Task input
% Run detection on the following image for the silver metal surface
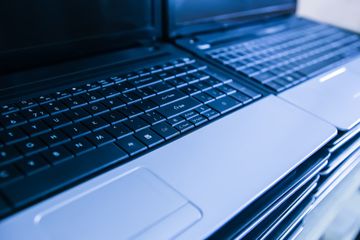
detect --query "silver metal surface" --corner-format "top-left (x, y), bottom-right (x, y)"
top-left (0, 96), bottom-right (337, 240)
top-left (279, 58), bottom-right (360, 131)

==

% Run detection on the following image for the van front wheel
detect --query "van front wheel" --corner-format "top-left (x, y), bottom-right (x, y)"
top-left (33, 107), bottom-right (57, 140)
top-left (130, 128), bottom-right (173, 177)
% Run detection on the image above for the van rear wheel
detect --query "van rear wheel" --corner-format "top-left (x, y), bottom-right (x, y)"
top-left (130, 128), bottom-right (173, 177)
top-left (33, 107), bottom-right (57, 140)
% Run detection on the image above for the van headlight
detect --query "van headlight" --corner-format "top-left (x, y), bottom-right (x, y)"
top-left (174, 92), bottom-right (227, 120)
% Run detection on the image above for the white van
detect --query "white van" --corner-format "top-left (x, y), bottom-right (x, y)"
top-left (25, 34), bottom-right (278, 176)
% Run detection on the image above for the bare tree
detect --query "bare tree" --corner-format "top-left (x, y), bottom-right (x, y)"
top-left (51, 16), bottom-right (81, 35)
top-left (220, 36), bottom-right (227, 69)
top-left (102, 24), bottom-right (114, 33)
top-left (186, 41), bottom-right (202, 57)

Stated task
Rewrite the records from the line containing "the silver metal surface" through the line containing "top-left (279, 58), bottom-right (360, 131)", both lines included and nothing else. Keep the requests unchanged, but scale every bounding-box corner coordinate in the answers by 0.75, rounding to whole numbers with halves going up, and leave the pictures out.

Finished exercise
% Run detection on the following image for the silver metal surface
detect --query "silver metal surface" --corner-format "top-left (x, y), bottom-right (x, y)"
top-left (0, 72), bottom-right (253, 180)
top-left (209, 44), bottom-right (270, 98)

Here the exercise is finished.